Start of Supplied material
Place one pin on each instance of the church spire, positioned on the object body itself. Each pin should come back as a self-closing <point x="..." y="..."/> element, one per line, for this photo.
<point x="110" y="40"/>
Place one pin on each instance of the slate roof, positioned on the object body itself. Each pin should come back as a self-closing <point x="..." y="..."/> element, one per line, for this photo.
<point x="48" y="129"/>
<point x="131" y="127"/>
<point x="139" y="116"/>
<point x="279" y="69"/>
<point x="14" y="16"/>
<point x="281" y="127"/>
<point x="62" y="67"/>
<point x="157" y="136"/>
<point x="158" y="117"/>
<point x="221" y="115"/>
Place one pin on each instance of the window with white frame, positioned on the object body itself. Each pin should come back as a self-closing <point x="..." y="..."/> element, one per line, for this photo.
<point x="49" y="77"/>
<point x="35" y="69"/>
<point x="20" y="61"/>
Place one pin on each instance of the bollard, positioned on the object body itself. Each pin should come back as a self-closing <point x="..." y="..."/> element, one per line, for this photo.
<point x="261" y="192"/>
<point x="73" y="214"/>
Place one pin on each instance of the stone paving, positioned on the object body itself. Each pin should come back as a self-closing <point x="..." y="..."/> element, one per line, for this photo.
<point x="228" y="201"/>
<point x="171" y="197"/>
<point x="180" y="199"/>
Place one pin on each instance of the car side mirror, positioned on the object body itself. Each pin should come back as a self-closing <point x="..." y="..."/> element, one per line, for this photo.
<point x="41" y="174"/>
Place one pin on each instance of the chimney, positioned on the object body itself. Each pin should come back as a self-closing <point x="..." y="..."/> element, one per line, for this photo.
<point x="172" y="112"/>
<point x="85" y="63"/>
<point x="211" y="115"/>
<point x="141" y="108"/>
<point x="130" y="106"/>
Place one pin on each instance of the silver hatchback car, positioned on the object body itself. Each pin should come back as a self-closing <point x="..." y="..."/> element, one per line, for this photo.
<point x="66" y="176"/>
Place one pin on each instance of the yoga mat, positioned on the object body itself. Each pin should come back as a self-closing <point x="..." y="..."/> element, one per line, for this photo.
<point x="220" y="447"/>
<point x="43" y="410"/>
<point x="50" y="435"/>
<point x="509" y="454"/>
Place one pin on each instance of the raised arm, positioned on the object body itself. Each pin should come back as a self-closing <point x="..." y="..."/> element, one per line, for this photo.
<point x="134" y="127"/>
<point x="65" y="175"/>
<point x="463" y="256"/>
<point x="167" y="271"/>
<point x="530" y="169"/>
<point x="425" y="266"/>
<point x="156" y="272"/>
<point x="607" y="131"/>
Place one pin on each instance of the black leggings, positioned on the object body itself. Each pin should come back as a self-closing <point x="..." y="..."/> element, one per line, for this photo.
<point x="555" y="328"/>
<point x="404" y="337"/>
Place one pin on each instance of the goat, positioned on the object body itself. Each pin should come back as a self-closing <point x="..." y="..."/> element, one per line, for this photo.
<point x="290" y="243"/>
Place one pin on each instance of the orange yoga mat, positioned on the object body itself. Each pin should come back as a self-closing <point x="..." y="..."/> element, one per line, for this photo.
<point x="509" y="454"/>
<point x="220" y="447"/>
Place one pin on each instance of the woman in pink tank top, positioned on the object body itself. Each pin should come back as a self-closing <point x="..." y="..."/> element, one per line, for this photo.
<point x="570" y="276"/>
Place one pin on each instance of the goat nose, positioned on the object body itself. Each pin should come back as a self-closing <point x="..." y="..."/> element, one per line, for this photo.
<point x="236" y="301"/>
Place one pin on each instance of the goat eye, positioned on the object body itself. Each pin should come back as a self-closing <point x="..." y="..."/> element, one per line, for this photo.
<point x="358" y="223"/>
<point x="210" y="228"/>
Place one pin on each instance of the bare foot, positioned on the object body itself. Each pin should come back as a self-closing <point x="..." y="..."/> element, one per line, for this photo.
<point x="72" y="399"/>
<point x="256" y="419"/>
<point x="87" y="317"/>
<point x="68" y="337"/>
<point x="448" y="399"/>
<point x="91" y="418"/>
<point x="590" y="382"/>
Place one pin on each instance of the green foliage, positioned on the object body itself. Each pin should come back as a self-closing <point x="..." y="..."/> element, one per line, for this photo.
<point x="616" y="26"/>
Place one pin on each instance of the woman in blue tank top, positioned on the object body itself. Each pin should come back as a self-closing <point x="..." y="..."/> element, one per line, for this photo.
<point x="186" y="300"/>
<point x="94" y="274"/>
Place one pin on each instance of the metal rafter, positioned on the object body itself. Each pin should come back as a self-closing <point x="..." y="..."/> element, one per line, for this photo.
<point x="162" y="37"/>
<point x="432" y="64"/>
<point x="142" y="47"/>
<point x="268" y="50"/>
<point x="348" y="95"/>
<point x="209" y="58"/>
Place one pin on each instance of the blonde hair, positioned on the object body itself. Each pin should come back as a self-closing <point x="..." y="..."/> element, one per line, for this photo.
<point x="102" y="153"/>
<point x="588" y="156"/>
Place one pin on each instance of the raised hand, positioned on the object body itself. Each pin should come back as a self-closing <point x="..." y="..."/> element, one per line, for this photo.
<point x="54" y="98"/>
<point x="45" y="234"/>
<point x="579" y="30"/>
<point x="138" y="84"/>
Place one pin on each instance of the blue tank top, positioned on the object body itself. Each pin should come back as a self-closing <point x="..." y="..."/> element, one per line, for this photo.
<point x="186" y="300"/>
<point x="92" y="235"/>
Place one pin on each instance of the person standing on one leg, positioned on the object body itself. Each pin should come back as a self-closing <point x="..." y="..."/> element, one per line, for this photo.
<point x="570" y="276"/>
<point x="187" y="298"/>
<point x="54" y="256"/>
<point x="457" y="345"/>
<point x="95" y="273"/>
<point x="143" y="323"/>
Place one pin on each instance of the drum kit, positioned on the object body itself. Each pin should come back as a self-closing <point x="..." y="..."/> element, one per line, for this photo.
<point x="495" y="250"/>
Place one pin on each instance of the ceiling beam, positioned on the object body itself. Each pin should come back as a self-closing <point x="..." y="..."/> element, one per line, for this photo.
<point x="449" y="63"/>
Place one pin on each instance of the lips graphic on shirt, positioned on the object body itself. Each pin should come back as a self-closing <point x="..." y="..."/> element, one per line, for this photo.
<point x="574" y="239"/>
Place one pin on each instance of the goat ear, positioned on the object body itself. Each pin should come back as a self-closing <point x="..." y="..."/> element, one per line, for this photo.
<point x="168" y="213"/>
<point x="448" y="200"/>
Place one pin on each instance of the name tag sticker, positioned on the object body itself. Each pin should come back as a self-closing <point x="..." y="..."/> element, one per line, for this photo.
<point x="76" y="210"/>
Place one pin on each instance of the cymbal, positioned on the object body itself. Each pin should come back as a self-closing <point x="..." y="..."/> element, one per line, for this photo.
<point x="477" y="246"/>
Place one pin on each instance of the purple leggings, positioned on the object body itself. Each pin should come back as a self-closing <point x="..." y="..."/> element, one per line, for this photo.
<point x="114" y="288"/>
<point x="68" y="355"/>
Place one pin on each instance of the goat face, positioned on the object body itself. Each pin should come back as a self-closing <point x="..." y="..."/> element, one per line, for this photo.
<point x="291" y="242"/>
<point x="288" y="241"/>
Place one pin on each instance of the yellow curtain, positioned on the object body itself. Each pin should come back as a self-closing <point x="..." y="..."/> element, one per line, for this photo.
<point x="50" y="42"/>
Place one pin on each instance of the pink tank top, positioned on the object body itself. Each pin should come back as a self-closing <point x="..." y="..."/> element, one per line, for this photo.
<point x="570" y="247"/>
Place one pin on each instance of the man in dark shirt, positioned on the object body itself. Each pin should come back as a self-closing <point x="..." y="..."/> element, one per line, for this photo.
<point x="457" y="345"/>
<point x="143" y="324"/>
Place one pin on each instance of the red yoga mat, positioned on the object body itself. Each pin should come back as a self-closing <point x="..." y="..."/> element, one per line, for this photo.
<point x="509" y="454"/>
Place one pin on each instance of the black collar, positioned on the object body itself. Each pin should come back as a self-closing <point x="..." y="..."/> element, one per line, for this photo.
End of Supplied material
In the entries above, find the line containing "Place one pin on each instance of the man". Set down that line and every line after it through the last one, exactly and alone.

Answer:
Place one pin on each instance of the man in dark shirt, positioned on the object body itself. Each pin should come back as a self-closing <point x="..." y="..."/> element, one per line, for this photo.
<point x="457" y="345"/>
<point x="143" y="324"/>
Place one pin on each instance of the red yoga mat, positioned on the object body itself. Each pin should come back as a self-closing <point x="..." y="..."/> element, one per line, for this photo.
<point x="509" y="454"/>
Place one pin on each instance of the black collar, positioned on the object body itself. Each pin should come back as a self-closing <point x="..." y="..."/> element, one per line, for this photo.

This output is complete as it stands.